EXERCISE TEXT

········

Charlie Leonard: Inalienable Rights
Ryan Summerlin September 6, 2012
In 1950, a candidate for Congress in Florida named George Smathers reportedly gave speeches to rural, uneducated voters and accused his incumbent opponent, Claude Pepper, of being “a known extrovert” who practiced “celibacy” before marriage, practiced “nepotism” with his sister-in-law, “matriculated” with women in college and had a sister who was “a thespian” and brother who was “a practicing homo sapien.”
In the world of political campaigns, the story is legendary. In truth, what we know today is that Smathers crushed Pepper in that election. What we don’t know for sure is what role those speeches played, if any, in his win over the popular incumbent.
Sadly, I’m inclined to think those cynical words, which both insulted and pandered to an electorate at the same time, did influence the outcome of that race. And I believe that for the simple reason that those same cynical techniques remain in practice today.

········

PROVIDED RECORDS
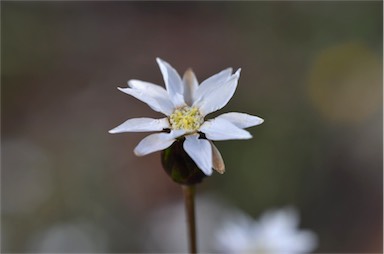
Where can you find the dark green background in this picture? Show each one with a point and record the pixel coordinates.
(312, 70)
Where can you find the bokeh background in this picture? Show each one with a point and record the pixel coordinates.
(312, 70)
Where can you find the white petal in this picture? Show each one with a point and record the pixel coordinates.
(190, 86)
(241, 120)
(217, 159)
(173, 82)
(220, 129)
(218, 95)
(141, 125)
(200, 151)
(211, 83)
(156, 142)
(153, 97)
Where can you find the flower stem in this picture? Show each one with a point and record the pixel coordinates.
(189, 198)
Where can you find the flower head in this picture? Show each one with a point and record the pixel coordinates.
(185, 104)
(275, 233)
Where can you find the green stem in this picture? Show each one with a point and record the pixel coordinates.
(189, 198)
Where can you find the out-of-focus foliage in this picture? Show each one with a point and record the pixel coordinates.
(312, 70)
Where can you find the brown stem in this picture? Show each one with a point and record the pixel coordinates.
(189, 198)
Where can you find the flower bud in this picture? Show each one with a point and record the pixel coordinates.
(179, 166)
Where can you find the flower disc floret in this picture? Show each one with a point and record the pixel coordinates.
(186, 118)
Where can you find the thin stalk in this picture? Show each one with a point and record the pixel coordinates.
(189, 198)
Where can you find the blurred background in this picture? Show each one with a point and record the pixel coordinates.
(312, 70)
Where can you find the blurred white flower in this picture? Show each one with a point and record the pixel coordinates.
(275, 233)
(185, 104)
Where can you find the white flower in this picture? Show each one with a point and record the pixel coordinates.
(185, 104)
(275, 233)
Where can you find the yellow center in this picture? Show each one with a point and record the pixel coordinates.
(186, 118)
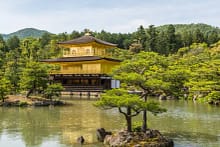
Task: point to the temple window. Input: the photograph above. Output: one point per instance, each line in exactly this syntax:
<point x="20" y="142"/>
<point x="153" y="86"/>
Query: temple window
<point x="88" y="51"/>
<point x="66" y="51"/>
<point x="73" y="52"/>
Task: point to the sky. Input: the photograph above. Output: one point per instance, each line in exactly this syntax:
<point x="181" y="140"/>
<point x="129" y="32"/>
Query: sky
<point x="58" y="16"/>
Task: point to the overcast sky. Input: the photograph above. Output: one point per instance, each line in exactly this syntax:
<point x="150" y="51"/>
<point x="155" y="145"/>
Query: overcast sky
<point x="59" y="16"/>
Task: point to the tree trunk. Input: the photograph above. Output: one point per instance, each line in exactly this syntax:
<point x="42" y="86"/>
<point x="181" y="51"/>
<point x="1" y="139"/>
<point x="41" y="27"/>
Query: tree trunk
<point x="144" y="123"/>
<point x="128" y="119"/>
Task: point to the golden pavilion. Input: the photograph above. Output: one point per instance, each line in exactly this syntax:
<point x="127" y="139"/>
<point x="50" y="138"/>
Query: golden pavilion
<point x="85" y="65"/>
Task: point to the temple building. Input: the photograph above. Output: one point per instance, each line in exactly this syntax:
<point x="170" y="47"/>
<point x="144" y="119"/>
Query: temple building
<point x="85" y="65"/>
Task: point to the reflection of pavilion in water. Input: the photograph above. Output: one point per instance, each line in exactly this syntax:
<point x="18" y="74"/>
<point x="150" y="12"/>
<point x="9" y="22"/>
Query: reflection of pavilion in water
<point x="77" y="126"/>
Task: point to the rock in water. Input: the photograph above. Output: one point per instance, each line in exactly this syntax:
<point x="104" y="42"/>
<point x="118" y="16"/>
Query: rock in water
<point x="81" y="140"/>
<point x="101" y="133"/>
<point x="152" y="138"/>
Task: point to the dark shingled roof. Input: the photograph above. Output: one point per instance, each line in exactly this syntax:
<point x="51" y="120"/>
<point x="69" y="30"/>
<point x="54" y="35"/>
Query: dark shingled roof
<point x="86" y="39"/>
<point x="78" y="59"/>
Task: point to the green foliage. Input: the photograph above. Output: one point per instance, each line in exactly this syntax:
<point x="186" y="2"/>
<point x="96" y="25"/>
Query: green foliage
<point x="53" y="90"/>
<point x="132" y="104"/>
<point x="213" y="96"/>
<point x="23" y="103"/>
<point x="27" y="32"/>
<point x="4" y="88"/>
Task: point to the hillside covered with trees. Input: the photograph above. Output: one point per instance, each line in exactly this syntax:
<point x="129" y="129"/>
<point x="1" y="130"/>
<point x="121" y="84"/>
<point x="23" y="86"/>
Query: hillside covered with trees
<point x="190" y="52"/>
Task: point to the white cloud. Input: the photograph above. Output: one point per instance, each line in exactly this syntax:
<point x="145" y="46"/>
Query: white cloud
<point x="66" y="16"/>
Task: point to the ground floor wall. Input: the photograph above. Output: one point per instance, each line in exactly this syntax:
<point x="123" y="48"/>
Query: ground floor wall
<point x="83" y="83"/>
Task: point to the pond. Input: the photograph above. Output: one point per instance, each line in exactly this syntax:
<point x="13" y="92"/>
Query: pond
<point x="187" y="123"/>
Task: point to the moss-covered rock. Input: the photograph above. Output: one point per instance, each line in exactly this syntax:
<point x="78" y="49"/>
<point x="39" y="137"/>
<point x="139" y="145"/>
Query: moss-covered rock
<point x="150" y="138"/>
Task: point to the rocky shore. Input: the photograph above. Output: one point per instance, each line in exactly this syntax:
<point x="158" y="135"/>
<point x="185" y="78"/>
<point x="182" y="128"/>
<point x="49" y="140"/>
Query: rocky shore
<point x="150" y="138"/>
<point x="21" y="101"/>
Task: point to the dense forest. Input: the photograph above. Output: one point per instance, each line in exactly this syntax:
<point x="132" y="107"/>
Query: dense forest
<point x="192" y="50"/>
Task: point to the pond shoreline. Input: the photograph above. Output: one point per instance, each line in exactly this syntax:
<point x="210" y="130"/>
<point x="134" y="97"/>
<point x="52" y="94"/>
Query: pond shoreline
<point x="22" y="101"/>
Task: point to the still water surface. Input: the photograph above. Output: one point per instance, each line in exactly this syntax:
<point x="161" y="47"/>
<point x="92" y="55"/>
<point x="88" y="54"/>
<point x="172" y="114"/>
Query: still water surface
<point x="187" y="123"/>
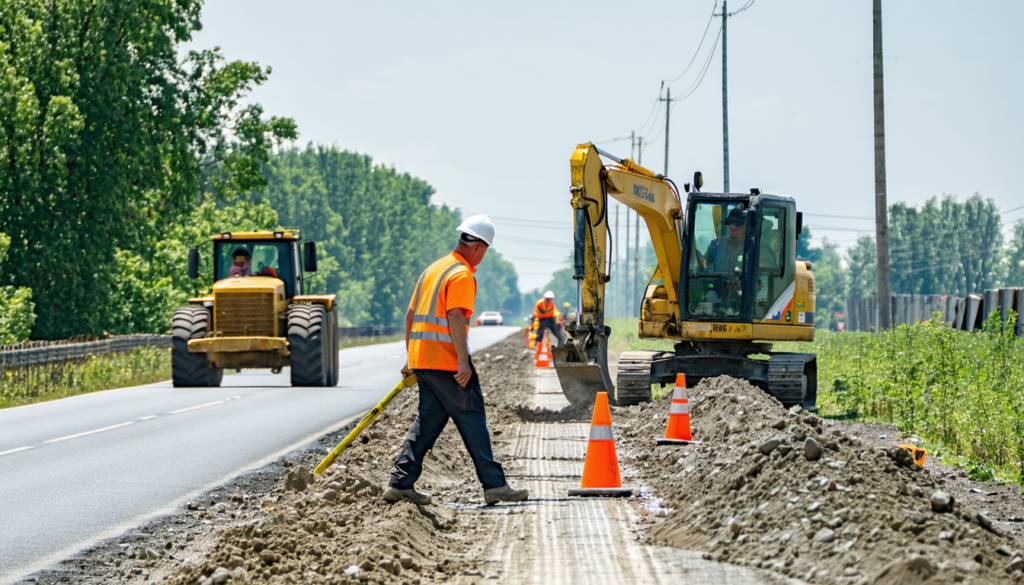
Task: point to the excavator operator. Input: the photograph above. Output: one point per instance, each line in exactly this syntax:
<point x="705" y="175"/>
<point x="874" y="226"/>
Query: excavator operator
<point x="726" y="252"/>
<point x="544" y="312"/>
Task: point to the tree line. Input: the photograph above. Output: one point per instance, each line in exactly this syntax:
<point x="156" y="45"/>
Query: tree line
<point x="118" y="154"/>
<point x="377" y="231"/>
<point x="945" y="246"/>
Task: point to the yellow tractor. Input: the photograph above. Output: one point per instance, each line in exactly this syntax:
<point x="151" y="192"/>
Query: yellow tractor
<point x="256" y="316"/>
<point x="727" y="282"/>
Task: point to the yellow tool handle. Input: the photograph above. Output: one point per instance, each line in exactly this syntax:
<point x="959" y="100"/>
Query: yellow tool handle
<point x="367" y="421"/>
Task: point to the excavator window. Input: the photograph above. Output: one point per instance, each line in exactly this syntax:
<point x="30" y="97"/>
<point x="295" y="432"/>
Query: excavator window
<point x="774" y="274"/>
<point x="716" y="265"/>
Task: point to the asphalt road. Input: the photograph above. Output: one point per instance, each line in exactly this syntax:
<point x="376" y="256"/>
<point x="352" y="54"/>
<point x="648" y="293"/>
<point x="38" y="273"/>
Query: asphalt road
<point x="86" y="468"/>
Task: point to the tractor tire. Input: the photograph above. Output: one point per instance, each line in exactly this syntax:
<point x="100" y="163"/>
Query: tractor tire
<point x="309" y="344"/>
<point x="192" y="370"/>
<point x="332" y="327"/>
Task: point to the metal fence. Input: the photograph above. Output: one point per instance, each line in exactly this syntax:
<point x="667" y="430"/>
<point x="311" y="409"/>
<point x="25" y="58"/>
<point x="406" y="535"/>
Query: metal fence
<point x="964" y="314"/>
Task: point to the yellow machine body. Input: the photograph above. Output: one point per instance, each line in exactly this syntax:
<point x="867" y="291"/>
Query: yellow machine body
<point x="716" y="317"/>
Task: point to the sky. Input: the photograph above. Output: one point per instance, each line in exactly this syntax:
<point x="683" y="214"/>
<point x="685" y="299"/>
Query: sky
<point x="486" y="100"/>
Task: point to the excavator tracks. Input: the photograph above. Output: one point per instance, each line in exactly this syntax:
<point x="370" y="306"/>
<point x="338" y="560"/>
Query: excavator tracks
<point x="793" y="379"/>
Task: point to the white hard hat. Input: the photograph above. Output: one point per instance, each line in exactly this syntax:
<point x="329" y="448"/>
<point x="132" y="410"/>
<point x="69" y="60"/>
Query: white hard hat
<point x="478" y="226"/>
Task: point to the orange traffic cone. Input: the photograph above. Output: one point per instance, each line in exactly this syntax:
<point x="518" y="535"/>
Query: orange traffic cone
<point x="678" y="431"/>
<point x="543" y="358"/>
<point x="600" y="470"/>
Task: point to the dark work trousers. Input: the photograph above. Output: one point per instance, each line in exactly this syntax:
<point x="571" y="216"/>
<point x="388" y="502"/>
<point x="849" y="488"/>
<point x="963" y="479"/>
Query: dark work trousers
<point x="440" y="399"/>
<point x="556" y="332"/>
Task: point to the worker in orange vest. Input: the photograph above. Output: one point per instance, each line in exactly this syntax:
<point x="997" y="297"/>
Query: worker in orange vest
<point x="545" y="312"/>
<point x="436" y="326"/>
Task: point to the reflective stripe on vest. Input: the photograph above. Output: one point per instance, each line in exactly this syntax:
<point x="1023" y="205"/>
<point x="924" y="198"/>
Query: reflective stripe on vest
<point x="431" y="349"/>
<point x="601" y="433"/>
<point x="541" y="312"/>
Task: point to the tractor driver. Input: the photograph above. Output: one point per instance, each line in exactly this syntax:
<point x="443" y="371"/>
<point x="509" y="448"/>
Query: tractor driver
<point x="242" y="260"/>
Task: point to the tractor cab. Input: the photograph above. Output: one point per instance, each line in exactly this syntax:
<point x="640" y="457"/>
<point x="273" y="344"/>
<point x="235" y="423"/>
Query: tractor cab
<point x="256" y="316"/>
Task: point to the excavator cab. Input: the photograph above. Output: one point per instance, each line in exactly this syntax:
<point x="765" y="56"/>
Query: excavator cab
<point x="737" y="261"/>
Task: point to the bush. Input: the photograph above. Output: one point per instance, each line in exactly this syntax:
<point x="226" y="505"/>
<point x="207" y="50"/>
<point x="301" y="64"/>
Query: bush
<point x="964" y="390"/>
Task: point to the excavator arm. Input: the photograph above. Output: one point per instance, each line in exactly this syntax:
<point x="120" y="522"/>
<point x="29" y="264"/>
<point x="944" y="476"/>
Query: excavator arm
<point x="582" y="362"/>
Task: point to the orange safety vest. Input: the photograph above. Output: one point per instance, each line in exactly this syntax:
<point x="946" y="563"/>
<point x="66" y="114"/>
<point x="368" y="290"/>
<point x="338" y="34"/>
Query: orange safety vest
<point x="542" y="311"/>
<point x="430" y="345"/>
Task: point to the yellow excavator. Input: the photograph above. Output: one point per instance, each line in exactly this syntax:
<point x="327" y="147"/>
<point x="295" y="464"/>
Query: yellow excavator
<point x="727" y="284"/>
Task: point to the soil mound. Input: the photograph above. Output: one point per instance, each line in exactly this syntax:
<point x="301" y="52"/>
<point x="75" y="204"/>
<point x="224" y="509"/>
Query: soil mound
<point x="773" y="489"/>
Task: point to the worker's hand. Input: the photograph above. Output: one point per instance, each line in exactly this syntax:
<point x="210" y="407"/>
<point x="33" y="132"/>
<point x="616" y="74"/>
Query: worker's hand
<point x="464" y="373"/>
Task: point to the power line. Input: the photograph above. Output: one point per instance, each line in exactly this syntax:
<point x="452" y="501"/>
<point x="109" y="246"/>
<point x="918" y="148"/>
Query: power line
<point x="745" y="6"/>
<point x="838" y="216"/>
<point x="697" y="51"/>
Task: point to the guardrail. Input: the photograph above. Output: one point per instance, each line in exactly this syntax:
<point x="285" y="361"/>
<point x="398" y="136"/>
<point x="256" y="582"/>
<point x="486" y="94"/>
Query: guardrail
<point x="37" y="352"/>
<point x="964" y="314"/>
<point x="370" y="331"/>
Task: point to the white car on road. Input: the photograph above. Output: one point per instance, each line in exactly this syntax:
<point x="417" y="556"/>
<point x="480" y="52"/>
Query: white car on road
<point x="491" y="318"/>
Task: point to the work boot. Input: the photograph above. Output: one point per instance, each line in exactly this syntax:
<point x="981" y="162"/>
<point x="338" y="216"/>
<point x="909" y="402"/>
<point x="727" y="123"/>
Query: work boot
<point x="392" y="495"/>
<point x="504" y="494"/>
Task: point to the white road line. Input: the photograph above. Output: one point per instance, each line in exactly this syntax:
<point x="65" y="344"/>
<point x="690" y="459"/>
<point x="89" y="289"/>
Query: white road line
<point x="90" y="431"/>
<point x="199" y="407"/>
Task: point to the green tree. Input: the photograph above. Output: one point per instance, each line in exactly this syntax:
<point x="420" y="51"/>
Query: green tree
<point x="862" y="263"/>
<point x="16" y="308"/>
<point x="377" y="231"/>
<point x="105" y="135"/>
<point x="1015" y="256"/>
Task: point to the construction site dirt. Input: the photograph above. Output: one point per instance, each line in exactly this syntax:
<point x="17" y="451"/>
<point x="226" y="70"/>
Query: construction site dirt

········

WHAT IS EXPECTED
Can you carry on the column about George Smathers's 1950 campaign against Claude Pepper, picking up right after its last sentence?

ANSWER BELOW
If you don’t believe me, just listen to what is being said about Medicare in the current presidential race.
The president and his defenders in Congress say, “Our opponents want to change Medicare as we know it,” as if that were some unspeakable evil rather than what it really is – the most courageous political act in a generation.
And when the president and his supporters say those things with just the right amount of mocking and disdain in their voices, and with near-total impunity from people who know better, they make their opponents sound like people who want to push old ladies in wheelchairs off a cliff. (And, in fact, they made just such a television commercial.)
Just as Smathers presumed that his audience didn’t know or appreciate the value of “matriculating in college,” the president and his surrogates are counting on the American people, particularly the elderly, to think that changing Medicare “as we know it” is some unimaginable horror.
How else can you explain our president saying he’s going to protect Medicare “as we know it” when the government’s own accountants say Medicare is unfunded to the tune of $38 trillion and will be broke sometime in the next 10 to 15 years?
I realize that unless you are a government accountant, most people can’t comprehend a trillion dollars. Well, to put it in perspective, the Federal Reserve has estimated the entire net worth of the nation at about $51 trillion.
Does anyone seriously think the government should confiscate 75 percent of the wealth of the nation to pay for Medicare? I don’t think so.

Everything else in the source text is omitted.